__Goal__.
Pick out each line in the rows below that contains the word "taillight" and copy it. Case counts.

__Task input__.
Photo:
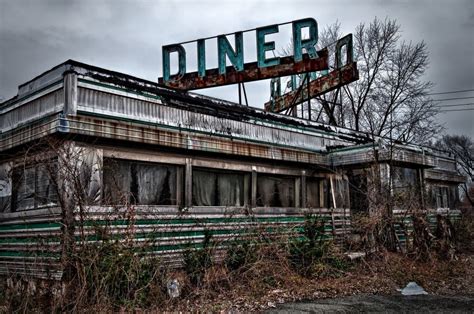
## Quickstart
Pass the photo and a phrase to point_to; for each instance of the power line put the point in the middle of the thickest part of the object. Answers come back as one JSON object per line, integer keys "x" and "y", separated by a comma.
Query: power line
{"x": 452, "y": 110}
{"x": 455, "y": 105}
{"x": 456, "y": 98}
{"x": 453, "y": 92}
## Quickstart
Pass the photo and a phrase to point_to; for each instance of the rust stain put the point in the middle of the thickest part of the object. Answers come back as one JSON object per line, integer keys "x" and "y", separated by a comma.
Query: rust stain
{"x": 251, "y": 72}
{"x": 324, "y": 84}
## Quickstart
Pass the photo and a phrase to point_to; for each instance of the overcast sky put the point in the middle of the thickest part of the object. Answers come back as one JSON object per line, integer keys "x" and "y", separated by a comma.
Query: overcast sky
{"x": 127, "y": 36}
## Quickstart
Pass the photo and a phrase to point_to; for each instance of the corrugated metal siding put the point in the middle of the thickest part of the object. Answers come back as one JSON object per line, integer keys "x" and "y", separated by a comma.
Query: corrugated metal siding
{"x": 165, "y": 233}
{"x": 186, "y": 140}
{"x": 98, "y": 102}
{"x": 33, "y": 110}
{"x": 30, "y": 244}
{"x": 30, "y": 132}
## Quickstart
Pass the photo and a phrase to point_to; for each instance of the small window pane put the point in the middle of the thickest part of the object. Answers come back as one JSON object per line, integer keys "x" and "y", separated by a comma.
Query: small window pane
{"x": 216, "y": 188}
{"x": 275, "y": 191}
{"x": 312, "y": 192}
{"x": 139, "y": 183}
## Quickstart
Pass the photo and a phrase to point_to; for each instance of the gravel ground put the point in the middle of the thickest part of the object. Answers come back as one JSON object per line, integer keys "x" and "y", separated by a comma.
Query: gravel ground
{"x": 382, "y": 303}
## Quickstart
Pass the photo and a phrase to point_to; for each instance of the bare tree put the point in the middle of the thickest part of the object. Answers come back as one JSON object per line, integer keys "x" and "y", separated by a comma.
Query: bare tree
{"x": 462, "y": 147}
{"x": 390, "y": 98}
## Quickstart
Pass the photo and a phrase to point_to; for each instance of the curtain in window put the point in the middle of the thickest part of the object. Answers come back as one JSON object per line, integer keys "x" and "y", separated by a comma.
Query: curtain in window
{"x": 312, "y": 193}
{"x": 204, "y": 188}
{"x": 46, "y": 190}
{"x": 90, "y": 168}
{"x": 273, "y": 191}
{"x": 213, "y": 188}
{"x": 342, "y": 192}
{"x": 117, "y": 181}
{"x": 24, "y": 188}
{"x": 5, "y": 187}
{"x": 139, "y": 183}
{"x": 156, "y": 184}
{"x": 230, "y": 189}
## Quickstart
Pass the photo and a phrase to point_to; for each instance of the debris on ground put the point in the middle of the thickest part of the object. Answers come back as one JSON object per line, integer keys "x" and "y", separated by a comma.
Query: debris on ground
{"x": 413, "y": 288}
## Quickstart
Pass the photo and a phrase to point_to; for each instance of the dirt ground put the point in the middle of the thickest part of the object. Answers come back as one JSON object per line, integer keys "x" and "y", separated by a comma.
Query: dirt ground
{"x": 382, "y": 303}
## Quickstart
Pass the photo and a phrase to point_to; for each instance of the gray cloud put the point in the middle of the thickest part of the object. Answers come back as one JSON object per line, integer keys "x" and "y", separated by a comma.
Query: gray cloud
{"x": 127, "y": 36}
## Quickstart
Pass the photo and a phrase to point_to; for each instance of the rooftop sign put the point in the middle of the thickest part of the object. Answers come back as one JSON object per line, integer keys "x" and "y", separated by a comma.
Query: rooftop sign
{"x": 263, "y": 68}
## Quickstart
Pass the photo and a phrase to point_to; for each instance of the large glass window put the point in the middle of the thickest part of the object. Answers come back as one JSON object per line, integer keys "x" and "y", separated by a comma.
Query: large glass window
{"x": 33, "y": 187}
{"x": 220, "y": 188}
{"x": 406, "y": 189}
{"x": 313, "y": 186}
{"x": 275, "y": 191}
{"x": 131, "y": 182}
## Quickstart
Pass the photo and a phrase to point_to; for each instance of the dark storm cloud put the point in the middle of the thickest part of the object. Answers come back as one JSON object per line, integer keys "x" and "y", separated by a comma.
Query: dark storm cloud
{"x": 127, "y": 36}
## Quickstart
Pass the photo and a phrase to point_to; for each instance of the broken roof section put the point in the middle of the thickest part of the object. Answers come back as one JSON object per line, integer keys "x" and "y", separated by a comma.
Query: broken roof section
{"x": 78, "y": 98}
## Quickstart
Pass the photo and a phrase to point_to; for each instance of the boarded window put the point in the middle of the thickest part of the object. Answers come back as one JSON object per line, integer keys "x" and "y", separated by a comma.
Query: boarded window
{"x": 130, "y": 182}
{"x": 33, "y": 187}
{"x": 275, "y": 191}
{"x": 220, "y": 188}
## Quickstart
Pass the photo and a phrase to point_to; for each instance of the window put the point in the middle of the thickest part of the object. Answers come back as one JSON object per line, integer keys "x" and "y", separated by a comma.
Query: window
{"x": 312, "y": 192}
{"x": 441, "y": 196}
{"x": 131, "y": 182}
{"x": 406, "y": 189}
{"x": 275, "y": 191}
{"x": 220, "y": 188}
{"x": 33, "y": 187}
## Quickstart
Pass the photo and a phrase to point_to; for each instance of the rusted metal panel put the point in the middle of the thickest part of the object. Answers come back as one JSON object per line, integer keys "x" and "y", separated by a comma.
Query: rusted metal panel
{"x": 251, "y": 72}
{"x": 181, "y": 120}
{"x": 443, "y": 175}
{"x": 319, "y": 86}
{"x": 34, "y": 108}
{"x": 188, "y": 140}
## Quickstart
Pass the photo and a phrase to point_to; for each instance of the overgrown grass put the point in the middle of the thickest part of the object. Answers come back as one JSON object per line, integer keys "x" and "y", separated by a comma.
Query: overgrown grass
{"x": 111, "y": 276}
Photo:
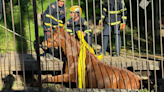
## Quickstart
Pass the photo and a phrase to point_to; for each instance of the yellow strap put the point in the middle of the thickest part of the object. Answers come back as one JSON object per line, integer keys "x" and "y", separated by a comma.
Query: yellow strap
{"x": 81, "y": 59}
{"x": 124, "y": 9}
{"x": 48, "y": 24}
{"x": 50, "y": 16}
{"x": 114, "y": 23}
{"x": 103, "y": 16}
{"x": 71, "y": 33}
{"x": 86, "y": 31}
{"x": 69, "y": 30}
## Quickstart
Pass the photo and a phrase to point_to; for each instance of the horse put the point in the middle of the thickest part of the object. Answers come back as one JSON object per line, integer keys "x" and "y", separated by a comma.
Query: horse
{"x": 97, "y": 73}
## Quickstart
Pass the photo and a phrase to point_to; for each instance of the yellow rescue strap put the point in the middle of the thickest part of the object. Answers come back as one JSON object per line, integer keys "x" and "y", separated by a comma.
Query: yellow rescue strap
{"x": 81, "y": 59}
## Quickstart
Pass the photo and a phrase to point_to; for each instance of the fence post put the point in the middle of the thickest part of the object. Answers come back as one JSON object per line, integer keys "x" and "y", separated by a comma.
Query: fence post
{"x": 37, "y": 45}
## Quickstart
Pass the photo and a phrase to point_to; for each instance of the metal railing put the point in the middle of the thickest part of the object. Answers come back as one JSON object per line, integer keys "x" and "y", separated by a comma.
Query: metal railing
{"x": 107, "y": 59}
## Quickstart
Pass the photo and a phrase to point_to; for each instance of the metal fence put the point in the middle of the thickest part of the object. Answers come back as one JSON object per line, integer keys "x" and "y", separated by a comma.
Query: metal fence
{"x": 142, "y": 49}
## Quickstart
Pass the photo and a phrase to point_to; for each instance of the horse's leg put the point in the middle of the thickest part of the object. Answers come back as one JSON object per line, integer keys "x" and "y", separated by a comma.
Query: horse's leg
{"x": 58, "y": 78}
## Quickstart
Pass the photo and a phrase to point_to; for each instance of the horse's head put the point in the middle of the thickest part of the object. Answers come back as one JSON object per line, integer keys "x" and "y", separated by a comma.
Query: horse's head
{"x": 53, "y": 38}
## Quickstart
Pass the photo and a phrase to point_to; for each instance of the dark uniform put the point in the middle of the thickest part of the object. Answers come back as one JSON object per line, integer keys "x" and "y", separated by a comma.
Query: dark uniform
{"x": 113, "y": 22}
{"x": 77, "y": 28}
{"x": 54, "y": 18}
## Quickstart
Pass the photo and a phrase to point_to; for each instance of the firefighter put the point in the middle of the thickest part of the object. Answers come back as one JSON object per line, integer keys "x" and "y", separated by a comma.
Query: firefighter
{"x": 112, "y": 23}
{"x": 53, "y": 15}
{"x": 75, "y": 12}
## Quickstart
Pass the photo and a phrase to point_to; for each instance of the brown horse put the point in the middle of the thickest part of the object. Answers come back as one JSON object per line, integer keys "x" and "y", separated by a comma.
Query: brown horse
{"x": 97, "y": 74}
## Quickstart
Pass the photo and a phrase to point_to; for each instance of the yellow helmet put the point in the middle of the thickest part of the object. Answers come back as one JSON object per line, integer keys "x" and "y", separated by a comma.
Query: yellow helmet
{"x": 76, "y": 9}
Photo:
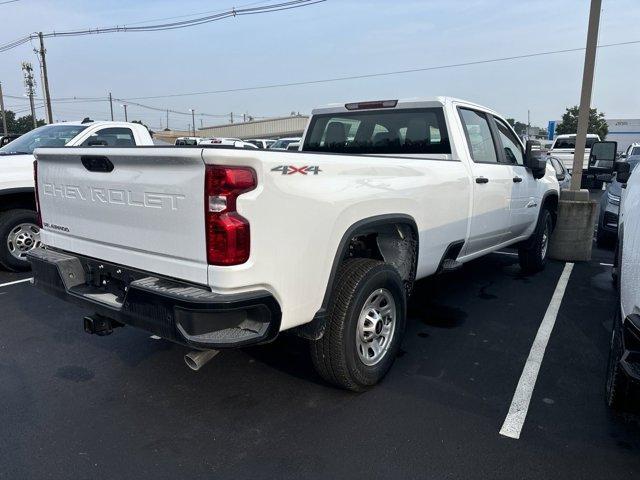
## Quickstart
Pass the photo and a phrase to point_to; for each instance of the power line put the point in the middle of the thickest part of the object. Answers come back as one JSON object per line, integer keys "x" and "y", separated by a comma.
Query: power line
{"x": 233, "y": 12}
{"x": 381, "y": 74}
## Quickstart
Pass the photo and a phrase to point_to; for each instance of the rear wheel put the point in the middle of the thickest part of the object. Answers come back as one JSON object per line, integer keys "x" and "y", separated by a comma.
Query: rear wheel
{"x": 533, "y": 253}
{"x": 19, "y": 233}
{"x": 617, "y": 388}
{"x": 366, "y": 323}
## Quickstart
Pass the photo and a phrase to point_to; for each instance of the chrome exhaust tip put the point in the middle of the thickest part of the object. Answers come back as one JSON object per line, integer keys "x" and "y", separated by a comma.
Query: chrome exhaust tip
{"x": 196, "y": 359}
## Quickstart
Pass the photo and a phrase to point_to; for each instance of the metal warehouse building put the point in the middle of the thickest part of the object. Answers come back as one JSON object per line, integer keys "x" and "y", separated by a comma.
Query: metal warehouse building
{"x": 270, "y": 128}
{"x": 623, "y": 131}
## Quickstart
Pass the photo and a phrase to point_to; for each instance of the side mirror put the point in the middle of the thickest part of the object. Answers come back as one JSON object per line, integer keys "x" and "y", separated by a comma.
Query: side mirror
{"x": 602, "y": 157}
{"x": 533, "y": 159}
{"x": 623, "y": 171}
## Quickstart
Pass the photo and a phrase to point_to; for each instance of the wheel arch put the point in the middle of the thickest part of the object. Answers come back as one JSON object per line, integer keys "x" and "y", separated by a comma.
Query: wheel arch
{"x": 392, "y": 238}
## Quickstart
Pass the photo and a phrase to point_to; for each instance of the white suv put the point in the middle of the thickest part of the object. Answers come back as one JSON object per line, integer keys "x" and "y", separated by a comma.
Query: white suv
{"x": 623, "y": 372}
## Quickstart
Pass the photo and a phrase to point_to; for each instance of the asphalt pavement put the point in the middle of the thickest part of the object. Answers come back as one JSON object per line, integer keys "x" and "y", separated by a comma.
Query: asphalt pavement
{"x": 125, "y": 406}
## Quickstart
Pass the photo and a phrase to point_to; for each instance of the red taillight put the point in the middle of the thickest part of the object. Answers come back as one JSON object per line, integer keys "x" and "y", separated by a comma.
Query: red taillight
{"x": 35, "y": 181}
{"x": 228, "y": 233}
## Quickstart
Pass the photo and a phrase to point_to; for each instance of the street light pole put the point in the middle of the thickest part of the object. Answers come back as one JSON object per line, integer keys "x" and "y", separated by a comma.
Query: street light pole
{"x": 585, "y": 96}
{"x": 4, "y": 115}
{"x": 45, "y": 80}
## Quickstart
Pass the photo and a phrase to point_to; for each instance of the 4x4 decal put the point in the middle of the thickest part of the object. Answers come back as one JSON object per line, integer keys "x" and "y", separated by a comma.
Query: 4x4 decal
{"x": 291, "y": 169}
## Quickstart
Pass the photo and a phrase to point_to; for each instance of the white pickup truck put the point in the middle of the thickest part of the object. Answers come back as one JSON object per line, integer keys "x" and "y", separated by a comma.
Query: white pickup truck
{"x": 19, "y": 231}
{"x": 215, "y": 248}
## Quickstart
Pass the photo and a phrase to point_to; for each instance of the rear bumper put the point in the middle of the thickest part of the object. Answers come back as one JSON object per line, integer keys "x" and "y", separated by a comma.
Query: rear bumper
{"x": 175, "y": 310}
{"x": 630, "y": 360}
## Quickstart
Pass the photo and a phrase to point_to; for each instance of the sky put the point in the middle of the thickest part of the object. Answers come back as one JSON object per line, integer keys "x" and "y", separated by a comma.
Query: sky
{"x": 331, "y": 39}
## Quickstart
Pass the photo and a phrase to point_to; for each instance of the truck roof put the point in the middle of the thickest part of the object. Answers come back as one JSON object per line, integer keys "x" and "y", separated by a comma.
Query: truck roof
{"x": 426, "y": 102}
{"x": 95, "y": 122}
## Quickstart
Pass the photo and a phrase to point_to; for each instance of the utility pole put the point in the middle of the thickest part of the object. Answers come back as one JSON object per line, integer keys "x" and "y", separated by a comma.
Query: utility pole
{"x": 572, "y": 239}
{"x": 30, "y": 84}
{"x": 45, "y": 80}
{"x": 4, "y": 114}
{"x": 585, "y": 96}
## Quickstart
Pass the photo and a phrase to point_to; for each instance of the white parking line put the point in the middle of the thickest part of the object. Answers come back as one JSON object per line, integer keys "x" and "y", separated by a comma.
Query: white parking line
{"x": 16, "y": 282}
{"x": 512, "y": 425}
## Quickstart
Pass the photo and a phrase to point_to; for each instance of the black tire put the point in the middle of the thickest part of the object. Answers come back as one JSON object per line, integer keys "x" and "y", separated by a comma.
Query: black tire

__Problem solution__.
Pass the photo and a phrase to point_to; for each instance of the red taillight put the point in the middle of the thickest part of the object. Answers come back as one JSON object per line, integer keys "x" and "y", separated by a comma.
Query: red taillight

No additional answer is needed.